Passage to read:
= = =
2022 Women's Pacific Cup
- Dates: 3 – 6 October 2022
- Administrator: Vanuatu Cricket Association
- Cricket format: Women's Twenty20 International
- Tournament format: Double round-robin
- Host: Vanuatu
- Champions: Papua New Guinea (1st title)
- Runners-up: Vanuatu
- Participants: 4
- Matches: 12
- Player of the series: Naoani Vare
- Most runs: Naoani Vare (225)
- Most wickets: Isabel Toua (11)

= 2022 Women's T20I Pacific Cup =

International cricket tournament

The 2022 Women's T20I Pacific Cup was a women's Twenty20 International (WT20I) cricket tournament that took place in Port Vila, Vanuatu, from 3 to 6 October 2022. It was the inaugural edition of the Women's T20I Pacific Cup. The participants were the women's national sides of Vanuatu, Fiji, Papua New Guinea and Samoa. Papua New Guinea had entered the event after recently competing in the 2022 ICC Women's T20 World Cup Qualifier in Abu Dhabi, but the other three teams had not played an international fixture since the Pacific Games cricket tournament in July 2019.
= = =
Records of labeled boxes:
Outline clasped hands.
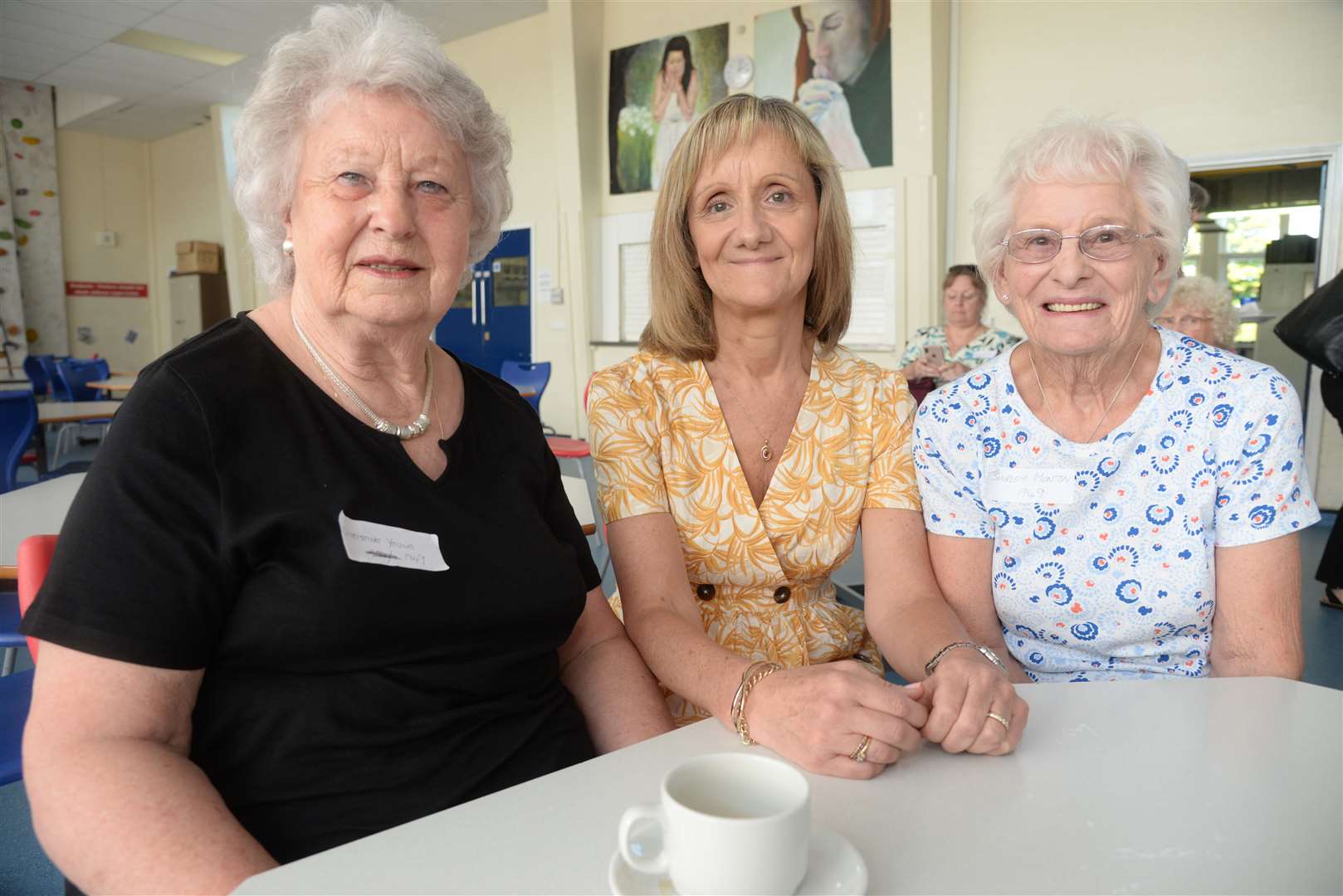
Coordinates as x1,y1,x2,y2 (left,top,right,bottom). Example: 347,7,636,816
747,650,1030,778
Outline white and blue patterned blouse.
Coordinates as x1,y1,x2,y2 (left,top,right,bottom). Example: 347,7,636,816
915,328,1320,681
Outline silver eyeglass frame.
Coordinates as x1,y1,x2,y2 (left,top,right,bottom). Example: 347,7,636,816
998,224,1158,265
= = =
List of tasks:
a – According to the tournament article, who took the most wickets, and how many did she take?
b – Please explain, using the tournament article, how Papua New Guinea's recent international play before the event differed from that of the other three teams.

Solutions to the problems:
a – Isabel Toua, with 11 wickets.

b – Papua New Guinea had recently competed in the 2022 ICC Women's T20 World Cup Qualifier in Abu Dhabi. Vanuatu, Fiji and Samoa had not played an international fixture since the Pacific Games cricket tournament in July 2019.